START AVAILABLE DATA

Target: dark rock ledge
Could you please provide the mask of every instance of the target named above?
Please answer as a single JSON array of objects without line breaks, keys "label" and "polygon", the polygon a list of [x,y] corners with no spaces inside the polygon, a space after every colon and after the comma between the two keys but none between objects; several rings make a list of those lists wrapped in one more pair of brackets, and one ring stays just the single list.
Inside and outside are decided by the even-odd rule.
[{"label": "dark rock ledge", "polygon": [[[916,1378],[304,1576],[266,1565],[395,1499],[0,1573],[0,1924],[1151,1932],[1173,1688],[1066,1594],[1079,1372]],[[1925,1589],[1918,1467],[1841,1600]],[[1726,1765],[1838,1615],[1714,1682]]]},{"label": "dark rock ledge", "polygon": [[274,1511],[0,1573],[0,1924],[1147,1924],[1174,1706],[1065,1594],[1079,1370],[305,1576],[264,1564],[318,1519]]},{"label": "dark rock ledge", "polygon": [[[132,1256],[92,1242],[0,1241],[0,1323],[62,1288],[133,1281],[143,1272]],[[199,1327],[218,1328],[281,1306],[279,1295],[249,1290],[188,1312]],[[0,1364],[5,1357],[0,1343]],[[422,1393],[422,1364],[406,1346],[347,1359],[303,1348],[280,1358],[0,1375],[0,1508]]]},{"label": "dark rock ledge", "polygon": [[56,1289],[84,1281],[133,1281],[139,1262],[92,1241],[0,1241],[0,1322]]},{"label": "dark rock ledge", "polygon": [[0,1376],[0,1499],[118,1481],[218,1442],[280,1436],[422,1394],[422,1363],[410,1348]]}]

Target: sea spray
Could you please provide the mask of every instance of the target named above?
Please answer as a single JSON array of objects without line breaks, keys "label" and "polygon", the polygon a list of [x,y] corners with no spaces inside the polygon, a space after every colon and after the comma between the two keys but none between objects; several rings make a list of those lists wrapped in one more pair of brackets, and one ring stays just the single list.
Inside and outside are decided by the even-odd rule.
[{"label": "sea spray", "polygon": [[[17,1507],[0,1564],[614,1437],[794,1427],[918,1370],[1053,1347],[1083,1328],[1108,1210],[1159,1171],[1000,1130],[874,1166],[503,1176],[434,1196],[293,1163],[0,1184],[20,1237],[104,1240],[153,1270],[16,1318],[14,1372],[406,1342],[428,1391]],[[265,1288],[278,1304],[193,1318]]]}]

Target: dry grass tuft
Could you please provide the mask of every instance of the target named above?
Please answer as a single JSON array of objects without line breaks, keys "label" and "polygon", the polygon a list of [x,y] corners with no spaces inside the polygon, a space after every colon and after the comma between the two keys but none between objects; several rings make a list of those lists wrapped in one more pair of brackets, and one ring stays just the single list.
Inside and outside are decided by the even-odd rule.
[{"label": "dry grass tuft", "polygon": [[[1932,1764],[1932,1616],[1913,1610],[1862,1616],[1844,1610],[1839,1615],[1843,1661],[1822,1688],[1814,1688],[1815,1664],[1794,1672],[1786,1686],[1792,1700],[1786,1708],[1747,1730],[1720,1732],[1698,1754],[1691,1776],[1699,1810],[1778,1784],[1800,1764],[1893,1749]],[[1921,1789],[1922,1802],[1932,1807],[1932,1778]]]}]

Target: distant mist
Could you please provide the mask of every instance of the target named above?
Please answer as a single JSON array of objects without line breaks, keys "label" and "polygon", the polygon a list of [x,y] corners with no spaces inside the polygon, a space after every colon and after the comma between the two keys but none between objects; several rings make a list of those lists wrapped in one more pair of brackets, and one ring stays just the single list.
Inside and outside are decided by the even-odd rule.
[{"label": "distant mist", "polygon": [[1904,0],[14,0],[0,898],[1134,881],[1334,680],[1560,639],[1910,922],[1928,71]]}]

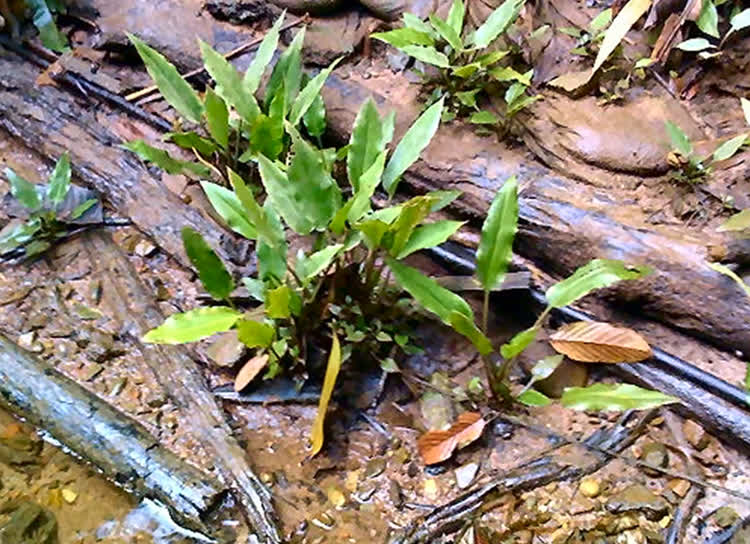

END AVAILABLE DATA

WORK TASK
Exactly as written, return every line of the listing, but not the pictures.

SOLUTION
Target: dark rock ledge
Could you please provide the mask of every instance of the target named above?
Please answer as a single JSON array of objects without line breaks, keys "label" and "polygon", the polygon a list of [x,y] corners with no spaces inside the polygon, a space after every colon and after the comma between the two keys but none between objects; several rings make a list of those lists wrapped in one more pair of brackets, and one ring stays just the single list.
Inside and outside are decided by the even-odd rule.
[{"label": "dark rock ledge", "polygon": [[[916,1378],[304,1576],[266,1565],[395,1499],[0,1573],[0,1924],[1151,1932],[1173,1688],[1066,1594],[1079,1372]],[[1925,1589],[1918,1467],[1841,1600]],[[1726,1765],[1838,1615],[1714,1682]]]},{"label": "dark rock ledge", "polygon": [[274,1511],[0,1573],[0,1924],[1147,1924],[1174,1706],[1065,1594],[1079,1370],[305,1576],[264,1564],[318,1519]]},{"label": "dark rock ledge", "polygon": [[[132,1256],[92,1242],[0,1241],[0,1323],[62,1288],[133,1281],[143,1272]],[[199,1327],[218,1328],[281,1306],[279,1295],[249,1290],[188,1312]],[[0,1364],[5,1357],[0,1343]],[[422,1393],[422,1364],[406,1346],[347,1359],[303,1348],[280,1358],[0,1375],[0,1508]]]},{"label": "dark rock ledge", "polygon": [[56,1289],[84,1281],[133,1281],[139,1262],[92,1241],[0,1241],[0,1322]]},{"label": "dark rock ledge", "polygon": [[0,1376],[0,1499],[118,1481],[218,1442],[280,1436],[422,1394],[422,1363],[410,1348]]}]

Target: sea spray
Could you please provide the mask of every instance of the target named above?
Please answer as a single JSON array of objects without line breaks, keys "label" and "polygon", the polygon a list of [x,y] corners with no spaces inside the polygon, a space after every colon and after the comma between the two keys but none between objects; several rings make a list of those lists wrapped in one more pair of brackets, and one ring stays just the single list.
Inside and outside are decided by the even-odd rule.
[{"label": "sea spray", "polygon": [[[17,1507],[0,1564],[614,1437],[794,1427],[918,1370],[1053,1347],[1083,1328],[1108,1210],[1159,1171],[1000,1130],[874,1166],[503,1176],[434,1196],[293,1163],[0,1184],[20,1237],[104,1240],[153,1270],[16,1318],[14,1372],[406,1342],[428,1391]],[[265,1288],[278,1304],[193,1318]]]}]

Target: dry grass tuft
Could you please provide the mask of every instance of the target named above?
Please answer as a single JSON array of objects without line breaks, keys "label" and "polygon", the polygon a list of [x,y] corners with no spaces inside the polygon, a space after every colon and after the comma between the two keys but none between objects; several rings make a list of those lists wrapped in one more pair of brackets, and one ring stays just the single list.
Inside and outside are decided by the even-odd rule.
[{"label": "dry grass tuft", "polygon": [[[1932,1764],[1932,1616],[1913,1610],[1862,1616],[1844,1610],[1839,1615],[1843,1661],[1822,1688],[1814,1688],[1815,1664],[1794,1672],[1786,1686],[1792,1700],[1786,1708],[1747,1730],[1720,1732],[1698,1754],[1691,1776],[1699,1810],[1778,1784],[1800,1764],[1893,1749]],[[1921,1789],[1922,1802],[1932,1807],[1932,1778]]]}]

Target: distant mist
Could you please provide the mask of every instance of the target named above?
Please answer as a single JSON array of objects without line breaks, keys "label" and "polygon", the polygon a list of [x,y] corners with no spaces inside the polygon, a space after every colon and after the comma between the two keys but none between objects; several rings make a list of those lists wrapped in one more pair of brackets, and one ring stays just the single list.
Inside and outside are decided by the even-odd rule.
[{"label": "distant mist", "polygon": [[1904,0],[14,0],[0,898],[1134,881],[1334,680],[1560,639],[1910,922],[1928,71]]}]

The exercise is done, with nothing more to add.